[Point-per-instance localization data]
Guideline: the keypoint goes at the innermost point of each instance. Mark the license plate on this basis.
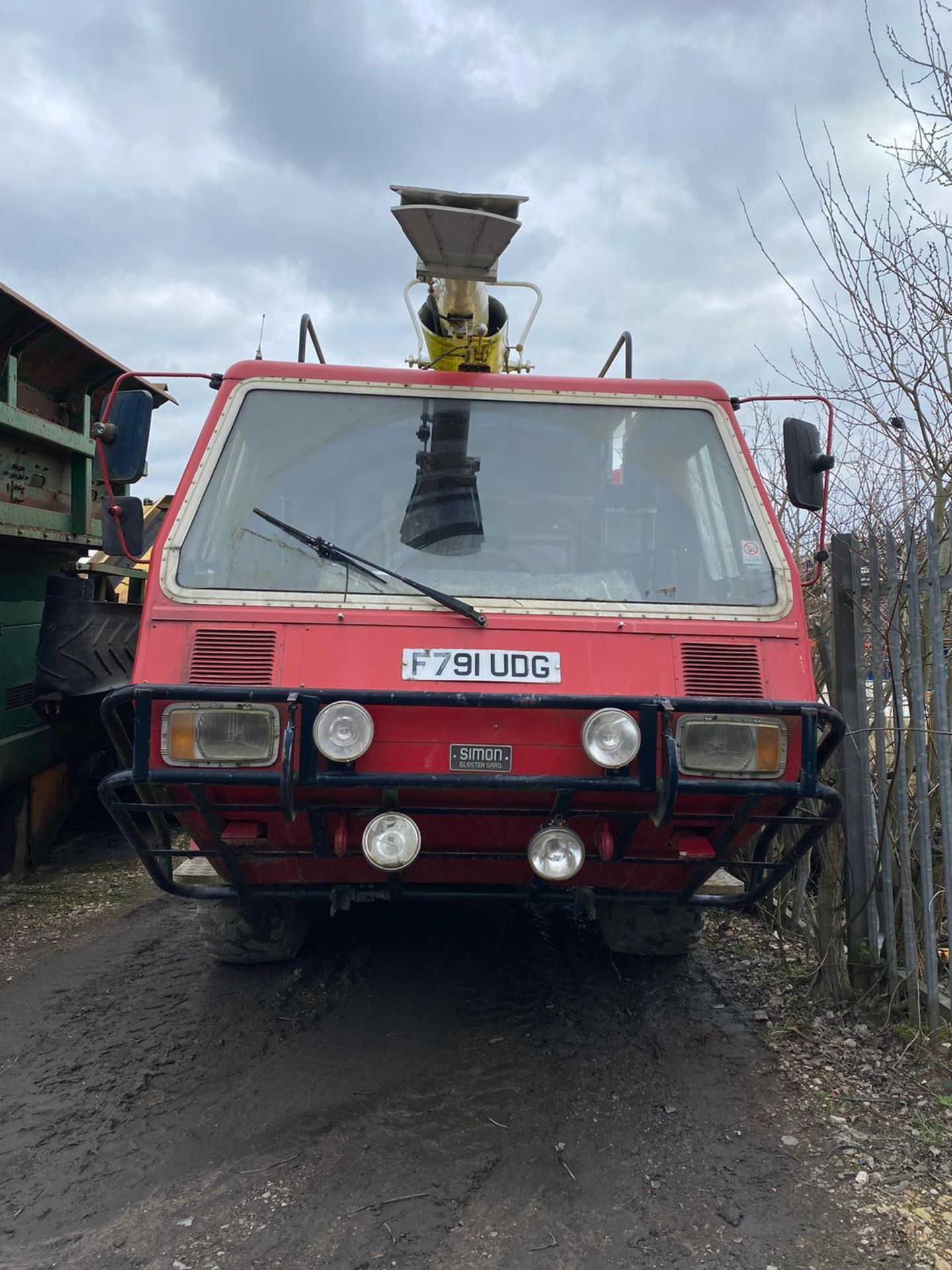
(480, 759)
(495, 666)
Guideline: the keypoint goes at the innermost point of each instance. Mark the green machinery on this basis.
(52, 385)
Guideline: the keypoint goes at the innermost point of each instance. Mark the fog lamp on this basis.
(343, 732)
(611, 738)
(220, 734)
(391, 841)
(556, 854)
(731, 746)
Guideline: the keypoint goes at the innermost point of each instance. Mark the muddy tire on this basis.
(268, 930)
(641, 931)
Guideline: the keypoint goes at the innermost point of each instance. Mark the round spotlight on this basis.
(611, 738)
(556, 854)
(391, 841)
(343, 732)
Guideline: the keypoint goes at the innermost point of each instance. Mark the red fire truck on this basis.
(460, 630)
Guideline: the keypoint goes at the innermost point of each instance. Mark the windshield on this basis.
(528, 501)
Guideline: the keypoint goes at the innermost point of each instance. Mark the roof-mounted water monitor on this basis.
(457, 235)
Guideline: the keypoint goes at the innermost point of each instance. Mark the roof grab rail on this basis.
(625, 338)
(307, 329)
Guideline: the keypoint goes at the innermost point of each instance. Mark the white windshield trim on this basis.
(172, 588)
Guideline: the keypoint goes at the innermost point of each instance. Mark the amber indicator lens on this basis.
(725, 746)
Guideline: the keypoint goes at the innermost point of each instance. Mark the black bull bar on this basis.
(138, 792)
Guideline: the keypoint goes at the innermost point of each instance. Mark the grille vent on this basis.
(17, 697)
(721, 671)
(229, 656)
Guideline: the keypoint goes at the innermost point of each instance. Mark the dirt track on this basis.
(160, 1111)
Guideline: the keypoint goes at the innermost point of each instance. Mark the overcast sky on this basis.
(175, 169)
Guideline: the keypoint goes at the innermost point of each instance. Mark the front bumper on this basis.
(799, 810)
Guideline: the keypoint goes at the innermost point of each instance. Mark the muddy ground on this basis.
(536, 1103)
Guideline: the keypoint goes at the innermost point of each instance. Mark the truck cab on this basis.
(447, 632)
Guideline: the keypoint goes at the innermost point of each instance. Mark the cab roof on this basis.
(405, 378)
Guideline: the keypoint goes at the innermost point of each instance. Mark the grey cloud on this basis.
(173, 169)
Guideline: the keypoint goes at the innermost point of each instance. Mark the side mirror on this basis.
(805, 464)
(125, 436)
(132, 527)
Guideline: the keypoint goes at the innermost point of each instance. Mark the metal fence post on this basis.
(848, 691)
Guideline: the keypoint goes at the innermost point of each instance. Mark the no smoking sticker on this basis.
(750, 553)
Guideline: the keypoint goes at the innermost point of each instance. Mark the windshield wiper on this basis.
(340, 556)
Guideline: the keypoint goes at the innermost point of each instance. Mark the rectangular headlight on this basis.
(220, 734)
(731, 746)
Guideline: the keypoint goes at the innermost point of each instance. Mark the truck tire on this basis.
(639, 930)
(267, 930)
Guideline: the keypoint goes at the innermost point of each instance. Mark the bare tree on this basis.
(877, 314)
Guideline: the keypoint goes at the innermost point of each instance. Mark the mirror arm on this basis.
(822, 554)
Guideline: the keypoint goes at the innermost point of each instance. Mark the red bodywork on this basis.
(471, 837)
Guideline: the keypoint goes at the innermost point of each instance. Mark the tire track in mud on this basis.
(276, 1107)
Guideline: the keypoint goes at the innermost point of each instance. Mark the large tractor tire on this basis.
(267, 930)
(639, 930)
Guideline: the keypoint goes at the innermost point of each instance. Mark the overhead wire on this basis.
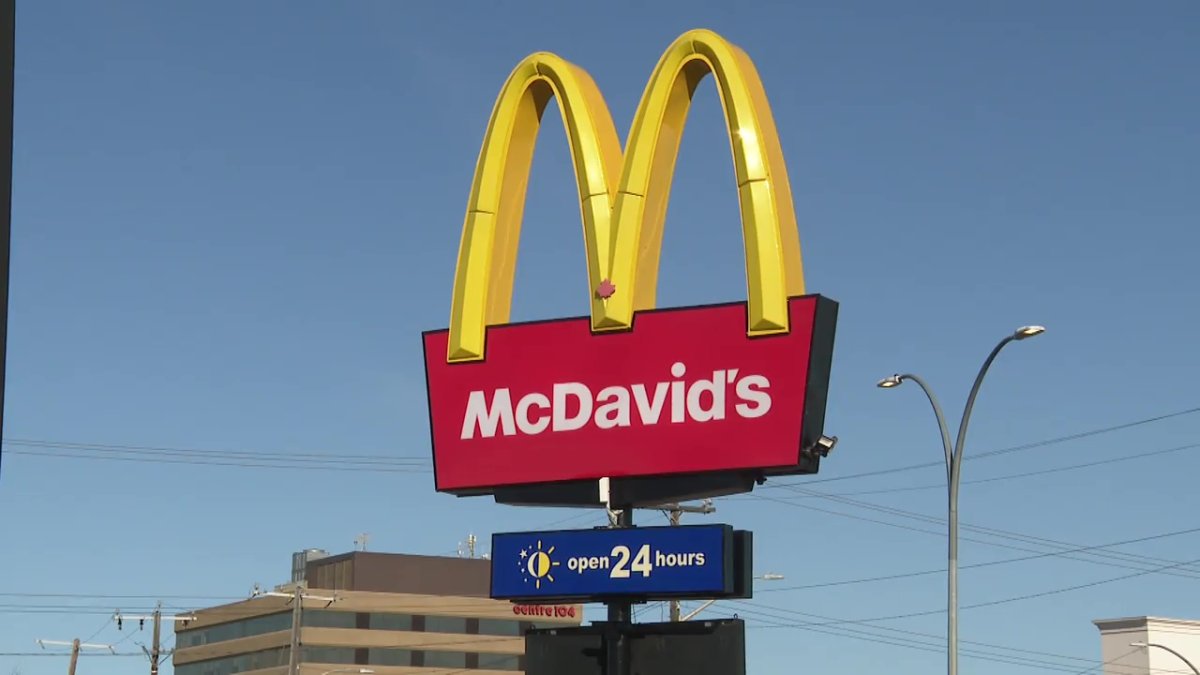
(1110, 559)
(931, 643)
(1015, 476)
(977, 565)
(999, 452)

WORK ORDER:
Return all the data above as written, leaving out only the pictures.

RESULT BELOW:
Guideline: the keypoint goes at the innermost point of each instance. Mark the license plate on this basis.
(480, 759)
(495, 666)
Guideline: the keypoint goes at the innermost point of each instance. Mark the green machinery on this basis.
(52, 385)
Guideline: the keypoint goes at the innermost point of each instance. Mark the fog lamp on this basis.
(343, 732)
(611, 738)
(220, 734)
(391, 841)
(556, 854)
(731, 746)
Guideline: the keypoint goes at the innermost point of each instance. Mark the muddy tire on this basis.
(268, 930)
(641, 931)
Guideline: the keypoint goes at the innermost point of each instance. Mark the round spotlight on this basis.
(611, 738)
(556, 854)
(391, 841)
(343, 732)
Guideline: the keypoint goes at the innermost point of each instance. Mark the red fire truck on this basis.
(460, 630)
Guideline: the keypoint goes at the innermost point of each instance. Mark the windshield on this basis.
(528, 501)
Guideline: the keypoint goes at the innermost point of each instance. Mark the roof-mounted water monitor on this basis.
(457, 235)
Guideline: the keypoint goes at the innermost point of each instance. Mark the roof grab rail on this basis.
(625, 338)
(307, 329)
Guideline: the keypoint goes at the innermost point of each instance. Mark the white windshield trim on this basis.
(172, 588)
Guideline: the keypoint goes at the innermost point of each instance. Mark the amber indicator lens on this basis.
(725, 746)
Guideline: the keypoint goes at the innermost point of each instance. Mark the black bull bar on this basis.
(138, 792)
Guideline: the keypoint goes at the innermost point of each instance. Mark the grille vent on this basis.
(17, 697)
(721, 671)
(229, 656)
Guideline: the keypoint goes at the innermost point of each instance. Mark the dirt track on this basis.
(160, 1111)
Guideline: the keypoint goes at the innermost point of each instance. Mark the overcast sky on this basis.
(175, 169)
Guideline: the keypoint goes at the innermost point of each instance. Mark the front bumper on this basis.
(799, 810)
Guideline: the keypoint goes at the innermost point of each instance. Mark the muddy ground on this basis.
(536, 1103)
Guideline: the keypoint goes at the innermost point of each instance. Mark the truck cab on this basis.
(447, 632)
Guideline: the keypoint goes at the innermost point of each instance. Mark the cab roof on this basis.
(405, 378)
Guideline: the keypoint goes at the innermost point of each instance. Mark the grey cloud on this basis.
(173, 169)
Guideline: the keypoint goes at the innermost point of each instance. Mark the side mirror on this basis.
(805, 464)
(125, 436)
(132, 527)
Guideline: the keypoint goes at the innermost point of each instance. Mark the metal fence post on this basis.
(848, 691)
Guideline: the keypoint goes at the innermost point of each instance. Mark the no smoking sticker on this basis.
(750, 553)
Guideline: the keypoint goes at the innermost point of each instance. Mark the windshield wiper on this basis.
(340, 556)
Guideline: the keypoint goes at the innermost point of each instance. Mark the rectangular headlight on this basis.
(220, 734)
(731, 746)
Guideline: the keypoint goes at the innermost point of each instance. Mark the truck tire on this basis.
(639, 930)
(267, 930)
Guideline: the keypoint goes at the innermost point of each instance. Mark the bare tree on this basis.
(877, 314)
Guideline: the keypoint goes at the innermost point of each instance. Mark the mirror arm on this basis.
(822, 554)
Guideline: the keypoint goes at the innermost point of each instance. Mark the red bodywork on this basis.
(471, 837)
Guideline: the keypoint goes at the innermost point of each instance. Mark the tire track in mud on this basis.
(276, 1107)
Guideline: the keypoint goes at the innermost point of each instance. Mark the large tractor tire on this basis.
(267, 930)
(639, 930)
Guideline: the keypoint goes at the innermost point of each instance. Mark the overhead wire on this basis.
(1110, 559)
(931, 643)
(1015, 476)
(977, 565)
(999, 452)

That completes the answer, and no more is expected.